## TEXT SECTION:
Why the New Bedford City Council Almost Canceled Trick or Treating
Years ago, it was common to receive an apple, orange or even homemade cookies as trick or treat goodies on Halloween in New Bedford and pretty much anywhere else.
That was a much different time.
During the late 1960s and early 1970s there were reports (mostly unsubstantiated) of razor blades, pins and even drugs inserted into fruit and unwrapped candy and other treats. The times were changing.
New concerns about safety resulted in stern warnings from parents not to eat treats collected on Halloween until they could inspect the entire night's haul of goodies.
Unwrapped items, fruit, cookies and things that showed signs of potential tampering were immediately discarded.
It wasn't until several years later that the fear of widespread product tampering resulted in Halloween trick or treating being cancelled in communities nationwide.
New Bedford was at the forefront of the debate.
On September 29 and 30, 1982, seven people in the Chicago area died suddenly and mysteriously. All had ingested Extra-Strength Tylenol moments before their death.

## AIM OF THE TASK:
In two sentences, summarize the New Bedford Halloween text. Rely only on the New Bedford Halloween text for what follows.

## EXERCISE DATA:

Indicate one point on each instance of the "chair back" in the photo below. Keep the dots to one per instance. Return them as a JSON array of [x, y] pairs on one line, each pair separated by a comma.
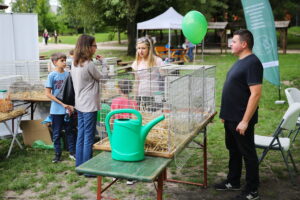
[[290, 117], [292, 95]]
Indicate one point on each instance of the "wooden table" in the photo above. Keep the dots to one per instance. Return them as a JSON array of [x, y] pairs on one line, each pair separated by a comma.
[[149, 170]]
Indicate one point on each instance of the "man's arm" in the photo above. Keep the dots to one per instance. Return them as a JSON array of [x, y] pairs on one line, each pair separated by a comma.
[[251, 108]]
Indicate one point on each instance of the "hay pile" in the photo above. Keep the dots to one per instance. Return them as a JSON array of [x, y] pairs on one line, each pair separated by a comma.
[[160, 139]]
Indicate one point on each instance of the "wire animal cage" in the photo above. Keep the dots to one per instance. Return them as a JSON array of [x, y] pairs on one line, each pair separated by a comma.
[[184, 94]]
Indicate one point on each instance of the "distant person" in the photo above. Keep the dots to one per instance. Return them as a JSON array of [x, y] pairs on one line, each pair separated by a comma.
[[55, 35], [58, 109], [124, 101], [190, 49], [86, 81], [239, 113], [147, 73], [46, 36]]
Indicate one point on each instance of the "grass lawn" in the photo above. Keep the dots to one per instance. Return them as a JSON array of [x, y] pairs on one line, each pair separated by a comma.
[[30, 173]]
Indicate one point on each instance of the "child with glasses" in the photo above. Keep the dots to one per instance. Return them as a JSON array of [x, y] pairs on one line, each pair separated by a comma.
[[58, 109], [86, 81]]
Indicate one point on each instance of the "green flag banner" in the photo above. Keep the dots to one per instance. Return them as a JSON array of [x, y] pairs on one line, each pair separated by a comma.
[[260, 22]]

---

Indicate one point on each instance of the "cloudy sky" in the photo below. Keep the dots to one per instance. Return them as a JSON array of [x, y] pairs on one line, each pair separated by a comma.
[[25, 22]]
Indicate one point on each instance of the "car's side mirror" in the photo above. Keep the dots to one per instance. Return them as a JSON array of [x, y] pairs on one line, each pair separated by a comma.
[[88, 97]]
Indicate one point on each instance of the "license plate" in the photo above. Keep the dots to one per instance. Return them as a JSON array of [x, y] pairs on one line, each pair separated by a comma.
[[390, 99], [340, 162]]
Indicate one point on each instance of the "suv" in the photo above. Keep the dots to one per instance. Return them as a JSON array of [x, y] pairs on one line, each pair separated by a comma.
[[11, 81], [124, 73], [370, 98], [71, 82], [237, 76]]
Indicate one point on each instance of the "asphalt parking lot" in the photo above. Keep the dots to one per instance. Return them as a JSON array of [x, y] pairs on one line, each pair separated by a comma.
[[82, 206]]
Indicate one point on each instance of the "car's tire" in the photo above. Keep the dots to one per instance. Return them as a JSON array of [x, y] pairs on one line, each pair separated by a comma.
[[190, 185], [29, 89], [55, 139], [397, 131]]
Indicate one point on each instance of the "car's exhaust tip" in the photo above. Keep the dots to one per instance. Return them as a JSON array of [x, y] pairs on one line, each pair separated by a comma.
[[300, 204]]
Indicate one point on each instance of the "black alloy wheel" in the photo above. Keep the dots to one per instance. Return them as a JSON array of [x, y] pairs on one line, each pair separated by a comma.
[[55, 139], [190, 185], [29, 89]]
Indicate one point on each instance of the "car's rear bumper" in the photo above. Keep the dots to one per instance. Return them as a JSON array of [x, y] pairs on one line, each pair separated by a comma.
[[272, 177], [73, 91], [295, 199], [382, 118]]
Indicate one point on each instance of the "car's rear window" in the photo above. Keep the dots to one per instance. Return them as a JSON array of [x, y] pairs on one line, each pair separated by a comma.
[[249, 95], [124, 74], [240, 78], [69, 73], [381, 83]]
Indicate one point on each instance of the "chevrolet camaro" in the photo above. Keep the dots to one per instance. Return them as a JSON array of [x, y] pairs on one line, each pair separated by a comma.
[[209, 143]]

## RESULT:
After mostly unsubstantiated reports in the late 1960s and early 1970s of razor blades, pins and drugs in fruit and unwrapped treats, parents inspected Halloween hauls and discarded unwrapped items, fruit, cookies and anything showing signs of tampering. Several years later, fear of widespread product tampering led communities nationwide to cancel trick or treating, and New Bedford was at the forefront of that debate.